* [WRITTEN REQUEST] Copy the records word for word, starting at the line containing "Phrase: utility pole" and continuing through the end of the records, with both ends included.

Excerpts from point annotation data

***

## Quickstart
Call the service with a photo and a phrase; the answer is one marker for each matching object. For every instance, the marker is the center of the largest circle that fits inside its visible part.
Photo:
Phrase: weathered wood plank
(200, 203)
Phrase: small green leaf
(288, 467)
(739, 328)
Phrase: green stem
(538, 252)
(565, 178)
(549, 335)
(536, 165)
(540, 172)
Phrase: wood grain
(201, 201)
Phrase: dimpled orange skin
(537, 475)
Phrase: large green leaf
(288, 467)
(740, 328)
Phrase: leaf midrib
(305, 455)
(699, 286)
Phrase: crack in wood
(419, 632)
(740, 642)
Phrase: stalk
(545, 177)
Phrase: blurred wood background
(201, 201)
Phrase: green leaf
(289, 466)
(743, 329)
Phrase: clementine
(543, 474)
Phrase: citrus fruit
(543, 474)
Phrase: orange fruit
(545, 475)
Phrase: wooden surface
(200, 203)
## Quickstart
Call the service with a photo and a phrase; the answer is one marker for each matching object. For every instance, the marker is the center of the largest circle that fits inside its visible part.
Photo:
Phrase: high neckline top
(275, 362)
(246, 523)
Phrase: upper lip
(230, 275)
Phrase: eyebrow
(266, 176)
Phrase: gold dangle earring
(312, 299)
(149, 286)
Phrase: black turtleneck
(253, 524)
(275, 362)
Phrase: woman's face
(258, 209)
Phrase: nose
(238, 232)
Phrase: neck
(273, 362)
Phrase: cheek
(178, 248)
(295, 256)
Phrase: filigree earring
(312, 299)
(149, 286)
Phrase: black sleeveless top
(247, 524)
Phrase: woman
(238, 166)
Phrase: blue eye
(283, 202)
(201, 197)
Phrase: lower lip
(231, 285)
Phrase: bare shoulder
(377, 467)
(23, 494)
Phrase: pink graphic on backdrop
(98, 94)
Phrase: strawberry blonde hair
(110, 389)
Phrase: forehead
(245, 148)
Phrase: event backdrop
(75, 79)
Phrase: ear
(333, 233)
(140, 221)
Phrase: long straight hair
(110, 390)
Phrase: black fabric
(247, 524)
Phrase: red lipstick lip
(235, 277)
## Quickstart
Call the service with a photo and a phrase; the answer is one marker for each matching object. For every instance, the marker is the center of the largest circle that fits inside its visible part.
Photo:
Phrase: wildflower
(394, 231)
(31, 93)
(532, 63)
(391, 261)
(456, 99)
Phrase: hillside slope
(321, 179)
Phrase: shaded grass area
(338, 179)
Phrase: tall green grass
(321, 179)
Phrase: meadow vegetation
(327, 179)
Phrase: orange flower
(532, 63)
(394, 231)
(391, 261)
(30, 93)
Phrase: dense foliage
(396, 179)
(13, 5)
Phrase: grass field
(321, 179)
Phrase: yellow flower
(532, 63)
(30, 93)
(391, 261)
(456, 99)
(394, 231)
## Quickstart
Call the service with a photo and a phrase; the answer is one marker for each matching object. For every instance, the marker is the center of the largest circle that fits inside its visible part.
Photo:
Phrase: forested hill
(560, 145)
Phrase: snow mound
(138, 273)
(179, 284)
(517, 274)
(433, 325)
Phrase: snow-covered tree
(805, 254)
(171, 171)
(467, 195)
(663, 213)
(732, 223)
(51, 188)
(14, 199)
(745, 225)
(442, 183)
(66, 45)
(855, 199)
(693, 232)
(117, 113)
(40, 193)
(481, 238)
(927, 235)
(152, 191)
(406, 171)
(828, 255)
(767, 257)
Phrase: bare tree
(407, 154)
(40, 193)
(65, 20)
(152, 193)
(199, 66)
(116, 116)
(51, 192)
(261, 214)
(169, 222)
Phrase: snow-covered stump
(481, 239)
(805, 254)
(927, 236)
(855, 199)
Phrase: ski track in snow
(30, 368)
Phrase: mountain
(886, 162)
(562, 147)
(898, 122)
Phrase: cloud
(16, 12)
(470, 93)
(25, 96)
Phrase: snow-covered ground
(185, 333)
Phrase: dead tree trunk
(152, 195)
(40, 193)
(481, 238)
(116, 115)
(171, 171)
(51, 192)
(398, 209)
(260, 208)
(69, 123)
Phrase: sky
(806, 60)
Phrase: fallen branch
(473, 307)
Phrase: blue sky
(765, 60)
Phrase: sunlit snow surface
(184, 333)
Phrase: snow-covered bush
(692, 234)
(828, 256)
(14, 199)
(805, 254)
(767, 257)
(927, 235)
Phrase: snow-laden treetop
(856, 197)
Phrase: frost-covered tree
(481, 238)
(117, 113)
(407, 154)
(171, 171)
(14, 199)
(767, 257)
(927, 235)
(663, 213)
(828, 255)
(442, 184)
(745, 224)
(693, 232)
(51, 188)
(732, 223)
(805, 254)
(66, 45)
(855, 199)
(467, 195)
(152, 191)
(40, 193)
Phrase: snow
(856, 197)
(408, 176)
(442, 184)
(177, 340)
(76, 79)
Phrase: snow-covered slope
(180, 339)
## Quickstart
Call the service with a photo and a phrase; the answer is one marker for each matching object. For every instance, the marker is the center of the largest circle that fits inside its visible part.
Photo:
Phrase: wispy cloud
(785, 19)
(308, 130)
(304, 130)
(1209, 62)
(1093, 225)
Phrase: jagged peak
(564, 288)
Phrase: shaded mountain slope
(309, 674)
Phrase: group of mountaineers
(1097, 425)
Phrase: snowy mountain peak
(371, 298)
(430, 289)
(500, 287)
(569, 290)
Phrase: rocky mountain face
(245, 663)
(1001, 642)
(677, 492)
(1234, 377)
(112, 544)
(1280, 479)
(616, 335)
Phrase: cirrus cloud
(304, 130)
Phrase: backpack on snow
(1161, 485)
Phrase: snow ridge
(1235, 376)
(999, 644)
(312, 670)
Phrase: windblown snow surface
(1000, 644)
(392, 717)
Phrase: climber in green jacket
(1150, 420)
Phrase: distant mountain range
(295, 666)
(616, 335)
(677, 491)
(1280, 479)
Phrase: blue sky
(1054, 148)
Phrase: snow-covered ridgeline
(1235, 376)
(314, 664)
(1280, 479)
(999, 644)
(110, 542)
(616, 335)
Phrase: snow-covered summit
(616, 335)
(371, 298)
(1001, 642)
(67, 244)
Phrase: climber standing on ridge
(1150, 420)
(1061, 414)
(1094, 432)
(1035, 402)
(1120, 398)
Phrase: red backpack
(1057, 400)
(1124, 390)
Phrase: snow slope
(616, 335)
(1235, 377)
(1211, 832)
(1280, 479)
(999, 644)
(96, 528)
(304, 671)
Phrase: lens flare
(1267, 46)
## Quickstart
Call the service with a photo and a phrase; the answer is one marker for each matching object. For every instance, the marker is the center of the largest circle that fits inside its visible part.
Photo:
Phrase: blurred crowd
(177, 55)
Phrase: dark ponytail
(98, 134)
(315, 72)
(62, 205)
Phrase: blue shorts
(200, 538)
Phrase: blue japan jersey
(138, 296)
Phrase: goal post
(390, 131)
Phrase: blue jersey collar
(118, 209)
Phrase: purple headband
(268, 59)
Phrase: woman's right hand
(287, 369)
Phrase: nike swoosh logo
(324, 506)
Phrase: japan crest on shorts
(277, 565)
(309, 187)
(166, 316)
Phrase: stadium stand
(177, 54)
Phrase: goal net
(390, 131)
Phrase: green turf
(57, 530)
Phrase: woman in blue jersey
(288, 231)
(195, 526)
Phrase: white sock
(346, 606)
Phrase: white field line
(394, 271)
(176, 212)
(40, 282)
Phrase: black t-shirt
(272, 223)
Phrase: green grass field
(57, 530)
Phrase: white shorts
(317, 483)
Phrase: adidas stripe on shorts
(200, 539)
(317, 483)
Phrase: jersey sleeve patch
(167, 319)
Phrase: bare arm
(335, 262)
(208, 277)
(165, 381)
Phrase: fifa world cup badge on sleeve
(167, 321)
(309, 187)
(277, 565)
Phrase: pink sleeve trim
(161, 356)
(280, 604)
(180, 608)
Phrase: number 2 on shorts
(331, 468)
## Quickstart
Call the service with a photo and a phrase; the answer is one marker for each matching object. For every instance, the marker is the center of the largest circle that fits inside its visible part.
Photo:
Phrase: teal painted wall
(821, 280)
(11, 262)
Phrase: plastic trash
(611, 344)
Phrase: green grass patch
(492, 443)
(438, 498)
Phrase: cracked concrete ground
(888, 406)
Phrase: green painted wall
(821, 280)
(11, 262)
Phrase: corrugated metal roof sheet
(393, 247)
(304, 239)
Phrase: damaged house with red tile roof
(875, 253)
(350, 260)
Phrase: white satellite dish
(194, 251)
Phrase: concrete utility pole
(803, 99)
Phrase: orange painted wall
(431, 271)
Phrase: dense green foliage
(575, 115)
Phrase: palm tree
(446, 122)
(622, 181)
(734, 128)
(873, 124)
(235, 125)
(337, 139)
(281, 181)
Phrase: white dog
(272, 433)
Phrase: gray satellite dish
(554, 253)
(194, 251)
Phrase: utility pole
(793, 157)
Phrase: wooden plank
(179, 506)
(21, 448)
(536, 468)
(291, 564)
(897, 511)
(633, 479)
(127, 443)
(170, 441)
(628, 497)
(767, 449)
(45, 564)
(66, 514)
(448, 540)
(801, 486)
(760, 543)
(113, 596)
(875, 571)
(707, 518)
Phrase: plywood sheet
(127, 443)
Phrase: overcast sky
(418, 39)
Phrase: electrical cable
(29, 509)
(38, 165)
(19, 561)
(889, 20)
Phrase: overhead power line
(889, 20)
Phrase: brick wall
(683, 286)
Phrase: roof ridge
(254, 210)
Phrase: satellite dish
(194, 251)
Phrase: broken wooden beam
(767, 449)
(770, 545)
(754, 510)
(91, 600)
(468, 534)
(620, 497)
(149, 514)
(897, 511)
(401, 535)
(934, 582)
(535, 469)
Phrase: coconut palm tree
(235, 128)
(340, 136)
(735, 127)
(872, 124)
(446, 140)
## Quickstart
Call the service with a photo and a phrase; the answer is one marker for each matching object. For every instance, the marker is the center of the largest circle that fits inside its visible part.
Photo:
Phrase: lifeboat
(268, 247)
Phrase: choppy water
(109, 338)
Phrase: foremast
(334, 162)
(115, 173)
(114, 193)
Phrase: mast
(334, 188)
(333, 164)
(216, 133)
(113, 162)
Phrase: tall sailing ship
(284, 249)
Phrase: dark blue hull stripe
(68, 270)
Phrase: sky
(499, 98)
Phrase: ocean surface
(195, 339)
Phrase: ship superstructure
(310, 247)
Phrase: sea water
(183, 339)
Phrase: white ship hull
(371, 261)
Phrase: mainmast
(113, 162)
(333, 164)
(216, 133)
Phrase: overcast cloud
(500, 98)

***

* [FINAL ANSWER]
Phrase: utility pole
(793, 157)
Phrase: wooden plank
(179, 506)
(21, 448)
(536, 468)
(291, 564)
(897, 511)
(633, 479)
(127, 443)
(170, 441)
(628, 497)
(767, 449)
(45, 564)
(66, 514)
(448, 540)
(801, 486)
(760, 543)
(113, 596)
(875, 571)
(707, 518)
Phrase: plywood sheet
(127, 443)
Phrase: overcast sky
(418, 39)
Phrase: electrical cable
(29, 509)
(38, 165)
(19, 561)
(889, 20)
Phrase: overhead power line
(889, 20)
Phrase: brick wall
(683, 286)
Phrase: roof ridge
(254, 210)
Phrase: satellite dish
(194, 251)
Phrase: broken wooden beam
(767, 449)
(770, 545)
(754, 510)
(91, 600)
(468, 534)
(620, 497)
(149, 514)
(897, 511)
(401, 535)
(934, 582)
(535, 469)
Phrase: coconut palm tree
(235, 128)
(340, 136)
(735, 127)
(872, 124)
(446, 140)
## Quickstart
Call the service with a photo and a phrase; the answer is one marker for each matching object. For every instance, the marker is the center of the largest circle that fits inside its visible part.
Photo:
Phrase: lifeboat
(268, 247)
Phrase: choppy water
(109, 338)
Phrase: foremast
(334, 162)
(115, 173)
(114, 193)
Phrase: mast
(334, 188)
(333, 164)
(216, 133)
(113, 162)
Phrase: tall sailing ship
(284, 249)
Phrase: dark blue hull stripe
(68, 270)
Phrase: sky
(499, 98)
Phrase: ocean surface
(195, 339)
Phrase: ship superstructure
(310, 247)
Phrase: sea water
(183, 339)
Phrase: white ship hull
(371, 261)
Phrase: mainmast
(113, 162)
(333, 164)
(216, 133)
Phrase: overcast cloud
(500, 98)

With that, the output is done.